[Extracted material — start]
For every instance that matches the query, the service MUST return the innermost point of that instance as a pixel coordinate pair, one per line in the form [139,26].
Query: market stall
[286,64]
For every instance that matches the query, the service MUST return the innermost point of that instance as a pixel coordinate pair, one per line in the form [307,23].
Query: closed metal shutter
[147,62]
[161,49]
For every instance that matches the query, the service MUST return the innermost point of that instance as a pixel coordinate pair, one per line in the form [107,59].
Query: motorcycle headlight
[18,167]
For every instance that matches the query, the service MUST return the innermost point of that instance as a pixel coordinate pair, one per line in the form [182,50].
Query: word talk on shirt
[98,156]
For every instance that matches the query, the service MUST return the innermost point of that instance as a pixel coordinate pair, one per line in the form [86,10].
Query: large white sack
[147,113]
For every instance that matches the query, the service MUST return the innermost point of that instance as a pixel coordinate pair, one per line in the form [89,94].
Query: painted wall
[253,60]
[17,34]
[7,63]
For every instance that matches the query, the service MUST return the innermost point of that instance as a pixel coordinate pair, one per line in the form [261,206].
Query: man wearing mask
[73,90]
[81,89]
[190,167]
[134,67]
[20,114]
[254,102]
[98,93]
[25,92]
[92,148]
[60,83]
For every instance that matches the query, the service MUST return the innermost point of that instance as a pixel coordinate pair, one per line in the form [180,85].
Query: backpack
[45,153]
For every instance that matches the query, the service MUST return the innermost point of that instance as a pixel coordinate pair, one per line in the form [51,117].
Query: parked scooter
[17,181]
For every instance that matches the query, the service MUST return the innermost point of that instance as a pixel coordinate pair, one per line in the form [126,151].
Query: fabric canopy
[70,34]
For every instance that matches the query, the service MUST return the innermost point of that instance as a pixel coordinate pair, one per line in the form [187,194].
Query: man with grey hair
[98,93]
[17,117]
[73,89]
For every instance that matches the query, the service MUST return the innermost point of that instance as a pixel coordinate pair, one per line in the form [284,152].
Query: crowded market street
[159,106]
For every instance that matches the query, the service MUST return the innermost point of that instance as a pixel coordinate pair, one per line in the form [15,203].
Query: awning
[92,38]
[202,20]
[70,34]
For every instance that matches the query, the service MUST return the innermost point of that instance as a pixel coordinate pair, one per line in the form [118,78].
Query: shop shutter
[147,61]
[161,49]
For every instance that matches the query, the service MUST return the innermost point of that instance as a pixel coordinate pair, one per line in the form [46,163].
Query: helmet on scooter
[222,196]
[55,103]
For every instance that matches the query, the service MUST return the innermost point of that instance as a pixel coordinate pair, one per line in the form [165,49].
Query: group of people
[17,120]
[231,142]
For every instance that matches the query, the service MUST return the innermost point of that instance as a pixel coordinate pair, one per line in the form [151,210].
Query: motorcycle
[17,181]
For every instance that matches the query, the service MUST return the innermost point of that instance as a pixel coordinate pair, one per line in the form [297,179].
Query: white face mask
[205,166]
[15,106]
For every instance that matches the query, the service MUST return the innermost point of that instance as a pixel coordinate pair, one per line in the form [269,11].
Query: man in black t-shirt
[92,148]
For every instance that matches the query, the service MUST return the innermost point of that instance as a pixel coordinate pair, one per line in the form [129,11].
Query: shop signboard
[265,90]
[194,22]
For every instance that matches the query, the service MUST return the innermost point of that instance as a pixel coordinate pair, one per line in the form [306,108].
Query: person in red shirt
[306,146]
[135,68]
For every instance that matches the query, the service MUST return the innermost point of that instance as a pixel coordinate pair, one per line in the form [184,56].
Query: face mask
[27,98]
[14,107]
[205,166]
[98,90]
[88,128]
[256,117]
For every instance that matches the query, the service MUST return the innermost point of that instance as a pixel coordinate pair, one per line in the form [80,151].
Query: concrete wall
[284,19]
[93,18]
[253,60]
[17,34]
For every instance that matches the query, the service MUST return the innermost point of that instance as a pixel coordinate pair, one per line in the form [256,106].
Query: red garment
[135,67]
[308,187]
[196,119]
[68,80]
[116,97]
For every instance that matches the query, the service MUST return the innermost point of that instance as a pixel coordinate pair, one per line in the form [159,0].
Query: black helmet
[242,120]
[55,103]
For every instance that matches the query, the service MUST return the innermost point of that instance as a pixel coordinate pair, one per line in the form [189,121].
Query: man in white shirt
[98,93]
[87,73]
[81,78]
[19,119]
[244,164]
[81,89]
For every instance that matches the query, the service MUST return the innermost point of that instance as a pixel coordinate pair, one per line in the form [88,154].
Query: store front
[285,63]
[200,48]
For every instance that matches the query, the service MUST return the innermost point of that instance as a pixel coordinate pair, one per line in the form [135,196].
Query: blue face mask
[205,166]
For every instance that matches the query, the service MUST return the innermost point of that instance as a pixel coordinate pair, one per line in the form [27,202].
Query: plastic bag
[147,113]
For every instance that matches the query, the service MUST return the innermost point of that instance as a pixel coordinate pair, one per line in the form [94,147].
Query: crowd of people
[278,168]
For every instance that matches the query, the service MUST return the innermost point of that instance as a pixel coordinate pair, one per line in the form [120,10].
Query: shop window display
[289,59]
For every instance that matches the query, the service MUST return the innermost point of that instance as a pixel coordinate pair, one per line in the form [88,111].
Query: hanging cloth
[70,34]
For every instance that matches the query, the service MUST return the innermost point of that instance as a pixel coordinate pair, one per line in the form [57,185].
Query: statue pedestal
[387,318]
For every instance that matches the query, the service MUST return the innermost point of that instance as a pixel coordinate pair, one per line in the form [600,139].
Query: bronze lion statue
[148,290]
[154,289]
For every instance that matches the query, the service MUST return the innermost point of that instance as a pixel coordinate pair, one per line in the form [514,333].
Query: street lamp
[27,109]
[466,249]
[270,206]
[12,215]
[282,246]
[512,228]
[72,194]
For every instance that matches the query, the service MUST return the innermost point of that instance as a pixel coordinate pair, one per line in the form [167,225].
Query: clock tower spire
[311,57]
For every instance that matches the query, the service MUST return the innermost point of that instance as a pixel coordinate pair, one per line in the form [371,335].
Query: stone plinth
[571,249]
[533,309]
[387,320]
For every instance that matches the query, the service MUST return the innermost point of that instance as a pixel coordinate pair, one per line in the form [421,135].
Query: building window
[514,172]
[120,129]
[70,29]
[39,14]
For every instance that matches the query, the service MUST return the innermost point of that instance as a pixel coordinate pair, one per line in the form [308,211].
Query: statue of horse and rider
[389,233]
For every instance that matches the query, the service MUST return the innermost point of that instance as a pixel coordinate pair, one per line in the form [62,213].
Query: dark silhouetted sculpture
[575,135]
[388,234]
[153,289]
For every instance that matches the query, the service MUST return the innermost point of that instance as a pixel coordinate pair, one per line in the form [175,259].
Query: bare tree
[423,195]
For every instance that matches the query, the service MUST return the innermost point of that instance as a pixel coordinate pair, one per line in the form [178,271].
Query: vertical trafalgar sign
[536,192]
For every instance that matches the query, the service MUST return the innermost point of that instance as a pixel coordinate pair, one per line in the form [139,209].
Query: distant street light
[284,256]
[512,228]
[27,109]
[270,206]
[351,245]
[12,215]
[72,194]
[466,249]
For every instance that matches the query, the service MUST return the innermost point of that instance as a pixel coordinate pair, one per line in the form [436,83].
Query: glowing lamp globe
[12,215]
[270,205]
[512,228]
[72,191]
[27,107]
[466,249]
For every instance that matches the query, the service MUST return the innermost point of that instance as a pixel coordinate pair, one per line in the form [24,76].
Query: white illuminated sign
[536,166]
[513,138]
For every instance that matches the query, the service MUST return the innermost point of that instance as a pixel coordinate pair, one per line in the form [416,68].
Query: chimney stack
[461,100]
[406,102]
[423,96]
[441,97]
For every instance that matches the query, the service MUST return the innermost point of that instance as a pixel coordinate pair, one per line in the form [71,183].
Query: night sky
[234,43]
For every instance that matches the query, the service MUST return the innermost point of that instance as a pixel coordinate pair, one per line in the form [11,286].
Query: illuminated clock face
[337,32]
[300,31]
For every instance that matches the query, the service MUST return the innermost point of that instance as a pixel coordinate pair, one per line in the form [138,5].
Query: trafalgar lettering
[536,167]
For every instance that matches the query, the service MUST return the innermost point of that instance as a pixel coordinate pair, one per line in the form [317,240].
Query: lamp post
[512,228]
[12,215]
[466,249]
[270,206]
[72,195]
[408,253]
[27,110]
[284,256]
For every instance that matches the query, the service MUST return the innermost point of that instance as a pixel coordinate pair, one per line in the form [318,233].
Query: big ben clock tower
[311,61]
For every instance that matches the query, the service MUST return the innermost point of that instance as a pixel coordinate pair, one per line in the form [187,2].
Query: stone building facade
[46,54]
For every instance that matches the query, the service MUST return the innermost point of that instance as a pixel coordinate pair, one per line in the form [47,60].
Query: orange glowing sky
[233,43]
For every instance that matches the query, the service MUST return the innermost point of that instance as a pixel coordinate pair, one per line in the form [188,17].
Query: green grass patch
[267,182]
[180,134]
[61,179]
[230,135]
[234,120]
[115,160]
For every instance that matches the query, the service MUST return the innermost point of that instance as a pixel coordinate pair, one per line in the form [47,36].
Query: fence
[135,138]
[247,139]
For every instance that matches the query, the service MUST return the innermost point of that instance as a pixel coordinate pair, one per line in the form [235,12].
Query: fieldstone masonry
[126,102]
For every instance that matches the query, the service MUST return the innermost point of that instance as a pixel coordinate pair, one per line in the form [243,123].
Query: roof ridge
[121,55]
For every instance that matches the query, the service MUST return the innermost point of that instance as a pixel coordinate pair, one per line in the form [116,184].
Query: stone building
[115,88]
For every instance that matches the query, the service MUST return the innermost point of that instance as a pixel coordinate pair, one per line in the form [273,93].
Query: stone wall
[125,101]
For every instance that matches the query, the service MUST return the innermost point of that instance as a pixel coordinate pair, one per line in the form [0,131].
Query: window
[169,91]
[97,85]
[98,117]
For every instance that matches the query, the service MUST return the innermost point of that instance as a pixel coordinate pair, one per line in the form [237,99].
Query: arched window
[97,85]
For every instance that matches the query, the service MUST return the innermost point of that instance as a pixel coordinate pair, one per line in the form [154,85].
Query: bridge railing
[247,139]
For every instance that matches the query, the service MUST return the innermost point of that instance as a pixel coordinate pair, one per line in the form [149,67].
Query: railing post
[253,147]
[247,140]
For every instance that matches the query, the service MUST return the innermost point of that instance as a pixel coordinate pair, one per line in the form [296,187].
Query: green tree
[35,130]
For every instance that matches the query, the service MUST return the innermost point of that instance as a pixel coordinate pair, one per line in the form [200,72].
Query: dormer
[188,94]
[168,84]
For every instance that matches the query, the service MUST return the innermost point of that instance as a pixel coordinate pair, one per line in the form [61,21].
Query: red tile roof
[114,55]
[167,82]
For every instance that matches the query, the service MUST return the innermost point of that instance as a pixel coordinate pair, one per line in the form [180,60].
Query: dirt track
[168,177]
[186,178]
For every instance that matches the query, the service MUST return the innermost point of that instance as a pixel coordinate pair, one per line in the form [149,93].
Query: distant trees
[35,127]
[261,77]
[Extracted material — finish]
[Task to complete]: Copy verbatim, from the listing above, each line from the one containing "the form [62,213]." down to the one containing "the form [175,259].", inclusive.

[Written answer]:
For every instance that matches the query, the service MUST return the innermost point of that instance as a pixel coordinate pair, one per line in the form [62,213].
Query: dark silhouetted sculpture
[575,135]
[388,234]
[153,289]
For every instance that matches the query, the service MUST return the innermost point of that instance as a pixel coordinate pair, one per line in the form [175,259].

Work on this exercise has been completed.